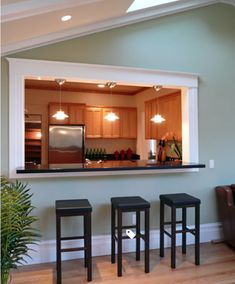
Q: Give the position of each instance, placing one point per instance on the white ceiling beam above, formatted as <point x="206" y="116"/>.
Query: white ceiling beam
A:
<point x="31" y="8"/>
<point x="128" y="18"/>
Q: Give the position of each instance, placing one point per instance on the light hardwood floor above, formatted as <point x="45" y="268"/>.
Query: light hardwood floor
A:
<point x="217" y="266"/>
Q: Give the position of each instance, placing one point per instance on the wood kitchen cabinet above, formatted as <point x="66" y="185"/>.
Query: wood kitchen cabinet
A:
<point x="93" y="122"/>
<point x="128" y="123"/>
<point x="53" y="108"/>
<point x="170" y="108"/>
<point x="76" y="113"/>
<point x="111" y="129"/>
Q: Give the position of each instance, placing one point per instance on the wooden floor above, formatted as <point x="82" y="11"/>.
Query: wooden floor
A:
<point x="217" y="266"/>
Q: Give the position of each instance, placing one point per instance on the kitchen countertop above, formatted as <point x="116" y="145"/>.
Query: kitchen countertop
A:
<point x="96" y="166"/>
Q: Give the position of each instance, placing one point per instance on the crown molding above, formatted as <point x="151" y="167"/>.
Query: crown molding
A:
<point x="130" y="18"/>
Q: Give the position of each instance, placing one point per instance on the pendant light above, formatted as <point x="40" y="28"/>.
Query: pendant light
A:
<point x="111" y="116"/>
<point x="60" y="114"/>
<point x="157" y="118"/>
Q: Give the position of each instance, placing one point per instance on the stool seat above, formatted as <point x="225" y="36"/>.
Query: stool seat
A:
<point x="71" y="206"/>
<point x="179" y="199"/>
<point x="130" y="202"/>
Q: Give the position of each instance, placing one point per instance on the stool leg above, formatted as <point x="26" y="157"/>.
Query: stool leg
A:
<point x="58" y="249"/>
<point x="162" y="217"/>
<point x="113" y="220"/>
<point x="146" y="232"/>
<point x="88" y="248"/>
<point x="85" y="240"/>
<point x="184" y="235"/>
<point x="119" y="229"/>
<point x="173" y="235"/>
<point x="197" y="234"/>
<point x="137" y="235"/>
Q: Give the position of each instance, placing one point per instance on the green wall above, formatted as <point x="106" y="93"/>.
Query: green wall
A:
<point x="201" y="41"/>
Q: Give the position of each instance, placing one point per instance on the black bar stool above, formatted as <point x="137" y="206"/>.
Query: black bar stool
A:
<point x="129" y="204"/>
<point x="74" y="207"/>
<point x="184" y="201"/>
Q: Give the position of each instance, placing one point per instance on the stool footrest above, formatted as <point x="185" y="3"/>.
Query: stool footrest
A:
<point x="72" y="238"/>
<point x="169" y="223"/>
<point x="192" y="231"/>
<point x="126" y="227"/>
<point x="142" y="236"/>
<point x="73" y="249"/>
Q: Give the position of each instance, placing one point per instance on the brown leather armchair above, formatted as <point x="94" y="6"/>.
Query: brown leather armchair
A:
<point x="226" y="206"/>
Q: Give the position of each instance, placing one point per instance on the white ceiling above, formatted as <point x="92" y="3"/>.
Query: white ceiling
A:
<point x="32" y="23"/>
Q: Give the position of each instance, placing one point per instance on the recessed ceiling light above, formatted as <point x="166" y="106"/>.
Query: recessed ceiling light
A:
<point x="66" y="18"/>
<point x="101" y="85"/>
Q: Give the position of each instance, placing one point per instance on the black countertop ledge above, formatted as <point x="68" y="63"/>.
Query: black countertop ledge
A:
<point x="95" y="166"/>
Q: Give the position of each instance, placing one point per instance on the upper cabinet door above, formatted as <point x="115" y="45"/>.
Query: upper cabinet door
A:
<point x="76" y="113"/>
<point x="93" y="122"/>
<point x="111" y="129"/>
<point x="128" y="123"/>
<point x="169" y="107"/>
<point x="53" y="108"/>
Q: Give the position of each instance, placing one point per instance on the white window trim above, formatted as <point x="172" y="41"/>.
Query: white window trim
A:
<point x="19" y="69"/>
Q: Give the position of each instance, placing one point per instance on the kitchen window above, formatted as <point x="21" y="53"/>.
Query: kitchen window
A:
<point x="20" y="69"/>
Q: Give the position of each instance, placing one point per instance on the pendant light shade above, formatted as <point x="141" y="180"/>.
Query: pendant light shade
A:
<point x="157" y="118"/>
<point x="111" y="116"/>
<point x="60" y="114"/>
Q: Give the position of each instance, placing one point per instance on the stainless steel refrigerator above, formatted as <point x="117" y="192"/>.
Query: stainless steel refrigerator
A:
<point x="66" y="144"/>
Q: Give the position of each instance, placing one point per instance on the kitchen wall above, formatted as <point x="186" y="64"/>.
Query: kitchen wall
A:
<point x="201" y="41"/>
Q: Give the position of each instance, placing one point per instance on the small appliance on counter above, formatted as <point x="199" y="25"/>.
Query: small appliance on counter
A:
<point x="66" y="144"/>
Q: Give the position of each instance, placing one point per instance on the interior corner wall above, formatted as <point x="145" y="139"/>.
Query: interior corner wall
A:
<point x="200" y="41"/>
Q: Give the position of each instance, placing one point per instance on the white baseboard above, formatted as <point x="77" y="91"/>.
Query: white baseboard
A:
<point x="101" y="245"/>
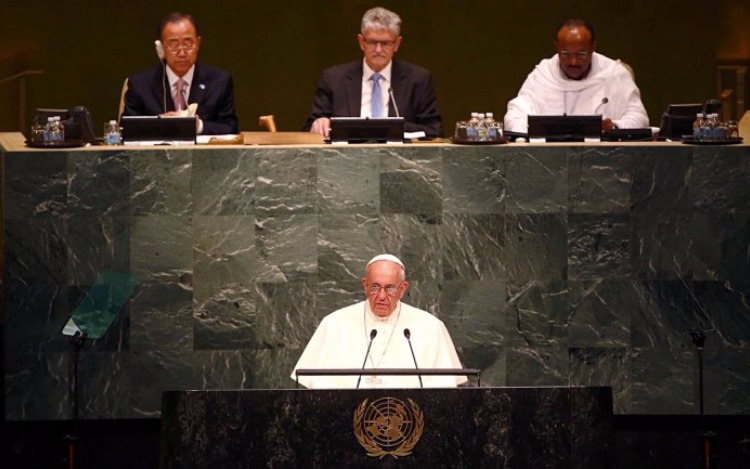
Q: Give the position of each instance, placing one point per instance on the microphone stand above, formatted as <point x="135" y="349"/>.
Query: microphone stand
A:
<point x="707" y="457"/>
<point x="77" y="343"/>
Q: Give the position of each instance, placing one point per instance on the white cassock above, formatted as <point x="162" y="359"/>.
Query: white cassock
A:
<point x="608" y="89"/>
<point x="341" y="340"/>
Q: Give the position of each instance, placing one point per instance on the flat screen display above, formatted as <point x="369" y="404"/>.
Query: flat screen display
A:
<point x="367" y="129"/>
<point x="565" y="128"/>
<point x="157" y="129"/>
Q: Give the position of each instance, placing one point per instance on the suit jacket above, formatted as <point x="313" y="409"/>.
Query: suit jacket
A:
<point x="339" y="94"/>
<point x="212" y="89"/>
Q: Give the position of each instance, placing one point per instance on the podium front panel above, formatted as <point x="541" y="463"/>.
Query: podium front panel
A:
<point x="551" y="427"/>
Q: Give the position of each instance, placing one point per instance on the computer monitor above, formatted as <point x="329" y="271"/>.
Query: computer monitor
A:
<point x="156" y="130"/>
<point x="367" y="130"/>
<point x="565" y="128"/>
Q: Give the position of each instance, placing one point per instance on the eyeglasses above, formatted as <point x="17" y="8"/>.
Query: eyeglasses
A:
<point x="373" y="44"/>
<point x="565" y="55"/>
<point x="187" y="46"/>
<point x="390" y="290"/>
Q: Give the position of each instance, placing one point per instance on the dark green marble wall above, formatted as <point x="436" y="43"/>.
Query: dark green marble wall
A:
<point x="550" y="264"/>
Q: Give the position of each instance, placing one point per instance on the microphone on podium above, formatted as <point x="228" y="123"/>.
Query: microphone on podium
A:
<point x="373" y="333"/>
<point x="393" y="100"/>
<point x="407" y="334"/>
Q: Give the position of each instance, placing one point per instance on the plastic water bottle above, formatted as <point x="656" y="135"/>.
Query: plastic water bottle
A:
<point x="718" y="129"/>
<point x="494" y="128"/>
<point x="55" y="131"/>
<point x="473" y="130"/>
<point x="112" y="134"/>
<point x="482" y="127"/>
<point x="698" y="125"/>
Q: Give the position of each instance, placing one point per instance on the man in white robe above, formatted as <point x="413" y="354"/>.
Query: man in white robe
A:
<point x="342" y="338"/>
<point x="578" y="81"/>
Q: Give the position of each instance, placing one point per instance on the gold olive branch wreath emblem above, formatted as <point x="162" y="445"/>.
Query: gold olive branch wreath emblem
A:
<point x="388" y="427"/>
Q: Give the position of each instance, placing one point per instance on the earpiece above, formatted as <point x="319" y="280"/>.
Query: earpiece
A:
<point x="159" y="49"/>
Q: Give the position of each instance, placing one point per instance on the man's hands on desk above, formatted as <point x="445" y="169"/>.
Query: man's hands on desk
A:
<point x="322" y="126"/>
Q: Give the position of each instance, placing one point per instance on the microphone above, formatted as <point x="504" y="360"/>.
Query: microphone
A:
<point x="407" y="334"/>
<point x="373" y="333"/>
<point x="605" y="100"/>
<point x="393" y="100"/>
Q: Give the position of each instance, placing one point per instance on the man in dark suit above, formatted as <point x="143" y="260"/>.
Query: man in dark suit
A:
<point x="363" y="88"/>
<point x="179" y="82"/>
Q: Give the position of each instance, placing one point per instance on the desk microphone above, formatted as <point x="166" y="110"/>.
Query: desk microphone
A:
<point x="393" y="100"/>
<point x="407" y="334"/>
<point x="373" y="333"/>
<point x="605" y="100"/>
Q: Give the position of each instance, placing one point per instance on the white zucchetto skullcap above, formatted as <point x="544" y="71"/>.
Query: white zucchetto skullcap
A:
<point x="386" y="257"/>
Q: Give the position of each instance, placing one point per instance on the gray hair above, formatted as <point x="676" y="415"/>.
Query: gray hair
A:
<point x="380" y="18"/>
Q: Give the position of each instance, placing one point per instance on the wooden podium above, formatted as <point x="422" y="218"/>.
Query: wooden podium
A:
<point x="545" y="427"/>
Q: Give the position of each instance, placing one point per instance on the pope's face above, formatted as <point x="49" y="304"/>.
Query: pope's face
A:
<point x="384" y="286"/>
<point x="574" y="48"/>
<point x="181" y="46"/>
<point x="379" y="46"/>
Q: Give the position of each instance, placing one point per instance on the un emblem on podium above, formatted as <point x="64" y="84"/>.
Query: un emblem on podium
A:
<point x="388" y="426"/>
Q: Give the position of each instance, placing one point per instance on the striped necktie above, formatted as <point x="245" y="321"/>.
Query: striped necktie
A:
<point x="179" y="97"/>
<point x="377" y="97"/>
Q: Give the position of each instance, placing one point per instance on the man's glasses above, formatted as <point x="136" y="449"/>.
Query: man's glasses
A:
<point x="565" y="55"/>
<point x="187" y="46"/>
<point x="373" y="44"/>
<point x="390" y="290"/>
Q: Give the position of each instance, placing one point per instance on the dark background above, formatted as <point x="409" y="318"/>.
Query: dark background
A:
<point x="480" y="52"/>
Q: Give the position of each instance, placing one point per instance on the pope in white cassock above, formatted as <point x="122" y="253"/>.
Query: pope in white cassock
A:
<point x="578" y="81"/>
<point x="342" y="338"/>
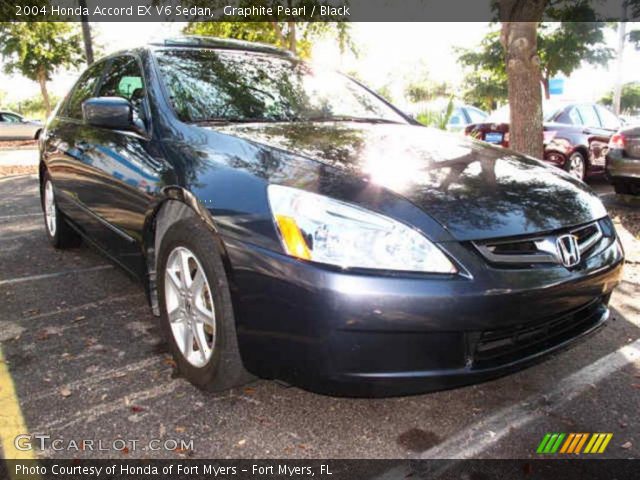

**Required task**
Rewrite the lines from the one containing "on the gray" through the end of the records, replacing "podium" with "lectern" and keeping everything else the same. Omit the pictures.

**Complete response**
Q: Give the position of each instance, placing one point per instance on the gray hair above, formatted as <point x="676" y="415"/>.
Query: gray hair
A:
<point x="380" y="18"/>
Q: Give the position of each instance, placing one point per instance on the wooden lectern above, formatted as <point x="422" y="218"/>.
Query: wooden lectern
A:
<point x="545" y="427"/>
Q: Give the position of each instance, placing one point per instance on the pope's face above, formatted as <point x="49" y="304"/>.
Query: pope's face
A:
<point x="384" y="286"/>
<point x="574" y="48"/>
<point x="181" y="46"/>
<point x="379" y="46"/>
Q: Give the position of each instance, placing one point per instance on the un emblem on lectern above, formatted as <point x="64" y="84"/>.
Query: un emblem on lectern
A:
<point x="388" y="426"/>
Q: Give the position of each instance, placing one point per instance on the striped necktie above, formatted as <point x="245" y="321"/>.
Query: striped necktie
A:
<point x="179" y="97"/>
<point x="377" y="97"/>
Q: Give the position of each instance, placing one point per instance on the man's glasses above, formatted as <point x="136" y="449"/>.
Query: man's glasses
A:
<point x="565" y="55"/>
<point x="187" y="46"/>
<point x="373" y="44"/>
<point x="390" y="290"/>
Q: Give the position of each instance, placing one point per instance on the dark background above, formatted as <point x="409" y="318"/>.
Query: dark background
A:
<point x="480" y="52"/>
Q: Give the position of each instance, placing one point per instance on the pope in white cassock above, formatted as <point x="122" y="253"/>.
Query: pope in white cassock
A:
<point x="578" y="81"/>
<point x="342" y="338"/>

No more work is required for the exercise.